[Your goal]: Return every line of the items below that contains the word "window", treating uppercase and lowercase letters as distinct.

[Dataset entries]
▼
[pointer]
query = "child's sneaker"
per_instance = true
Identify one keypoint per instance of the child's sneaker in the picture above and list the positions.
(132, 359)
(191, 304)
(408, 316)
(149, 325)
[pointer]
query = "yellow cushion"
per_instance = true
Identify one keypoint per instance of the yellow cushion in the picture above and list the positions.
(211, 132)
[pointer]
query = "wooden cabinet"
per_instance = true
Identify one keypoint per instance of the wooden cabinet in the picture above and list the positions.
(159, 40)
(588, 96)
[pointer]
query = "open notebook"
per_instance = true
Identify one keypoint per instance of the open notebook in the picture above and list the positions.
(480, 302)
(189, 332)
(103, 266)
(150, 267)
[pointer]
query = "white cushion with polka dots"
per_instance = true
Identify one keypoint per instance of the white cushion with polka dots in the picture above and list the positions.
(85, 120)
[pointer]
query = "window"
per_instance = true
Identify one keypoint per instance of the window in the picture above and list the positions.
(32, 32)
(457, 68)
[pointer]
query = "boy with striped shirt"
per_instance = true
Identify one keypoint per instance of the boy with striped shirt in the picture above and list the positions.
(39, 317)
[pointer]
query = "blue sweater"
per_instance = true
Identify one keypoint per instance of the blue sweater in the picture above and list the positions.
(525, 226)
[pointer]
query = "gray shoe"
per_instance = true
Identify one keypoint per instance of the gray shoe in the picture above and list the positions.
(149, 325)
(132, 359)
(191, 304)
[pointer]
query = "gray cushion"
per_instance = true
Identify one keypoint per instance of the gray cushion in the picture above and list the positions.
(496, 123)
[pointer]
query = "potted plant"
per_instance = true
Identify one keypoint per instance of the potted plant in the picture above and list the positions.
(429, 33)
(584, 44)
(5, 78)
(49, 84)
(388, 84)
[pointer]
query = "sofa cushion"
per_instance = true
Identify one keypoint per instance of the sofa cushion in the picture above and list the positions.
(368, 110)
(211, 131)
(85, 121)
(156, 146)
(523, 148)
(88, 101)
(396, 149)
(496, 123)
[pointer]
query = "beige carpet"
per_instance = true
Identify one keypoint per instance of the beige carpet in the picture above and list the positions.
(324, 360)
▲
[Solution to this exercise]:
query = "window"
Identify one keypoint per instance of the window in the picture above and list the positions.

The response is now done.